_Source text_:
# # #

Eventually, the production issues were sorted out, and in 1954 the original Precision iron was introduced, the rest, as they say, is history. Although Ben Hogan Golf has gone through a number of changes since its original inception, one thing has remained the same—the constant pursuit of creating the best golf clubs possible.

These are some of the finest examples.

Ben Hogan Precision – Released 1954

This is the iron that went through all of the production changes before finally coming to the market in 1954. It is “the granddaddy of all modern blade designs,” as Patrick Boyd likes to point out.

The key element of this clubhead is the mass positioned lower in the head to create the modern muscle back style we know today as well as the notched toe to position more mass in the middle of the head behind the hitting area.

Beyond some minor tweaks and shaping, it’s easy to see why this is one of the most influential club designs ever.

Some of the most iconic designs from Mizuno—including the MP-14, MP-29, TN-87, and MP-37—have all utilized this toe cut design to help move mass—you can even see it still in the MP-20s. Obviously, a lot has changed as far as production, tooling, and tolerances, but the overall shaping is easily recognized.

An interesting question is, why, after winning the triple crown with his MacGregor Personal set in 1953, Hogan chose to forgo a lot of the design cues of that set and strike his own path in design. Whatever the answer, it was obviously the right choice.

Ben Hogan IPT – Released 1963

“IPT” stands for Improved Power Thrust.

With the original version of the Power thrust released in 1960, Hogan had started to experiment moving mass away from the toe area and pushing it towards the center of the head. It helped position more mass behind the striking area and closer to the shaft axis to increase workability. The IPT took that concept further and introduced the very first Ben Hogan iron with the muscle-on-muscle design. It removed mass away from the perimeter of the head and put it where it is most effective. This design element has been a key feature of almost every Ben Hogan iron that came after it.

# # #

Picture shape labeling items

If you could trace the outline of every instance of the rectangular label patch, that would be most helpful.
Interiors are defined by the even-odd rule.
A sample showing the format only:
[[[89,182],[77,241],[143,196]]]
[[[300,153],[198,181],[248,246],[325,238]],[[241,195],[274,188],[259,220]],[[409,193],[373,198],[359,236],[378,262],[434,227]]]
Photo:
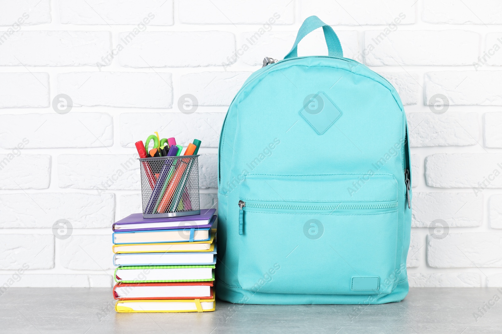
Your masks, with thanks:
[[[352,290],[378,290],[379,277],[352,277]]]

# # #

_Task statement_: Go on with the text on Ben Hogan iron designs, picking up right after its final sentence. The data was taken from a source separate from the text.

_Response for this exercise_:
Ben Hogan Apex – Released 1972

The shape of the 1972 Apex was not new at the time of its release—it’s basically the same head design as the Bounce Sole irons, which debuted in 1970. What makes this iron so iconic is the name “Apex”—this was the first! The Bounce Sole was iconic in its own way, because in this era of clubs the sole had more bounce and was much more cambered than other clubs on the market.

Although Callaway owns the rights to the Apex (name thanks to the acquisition of Hogan assets when they purchased Spalding) and have rightfully done the name justice, classic gear buffs will always associate Apex with Ben Hogan. The most discussed feature of this head is the shifting weight pad to raise the CG and improve trajectory control. To me, this iron epitomizes Ben Hogan’s desire to create golf clubs to offer maximum control for players seeking precision instruments. Elements of this design are alive and well with some of the irons produced by National Custom Works.

Ben Hogan Edge – Released 1989

For Hogan iron purists, the Edge might seem like an odd club to find on this list, but let me assure you it holds an important place in the history of the company.

Up until the release of the first Edge iron, Hogan irons were strictly forged blades. The Hogan Edge was the very first full production forged cavity back iron from a major manufacturer. They were produced by Cornell Forge in Chicago, and pictures of their production process were prominently displayed when entering their facility. “Full production” is the key phrase there because Ping’s first iron the Ballnamic 69 were made from forged Golf Craft blank heads and milled out to create perimeter weighting (see below).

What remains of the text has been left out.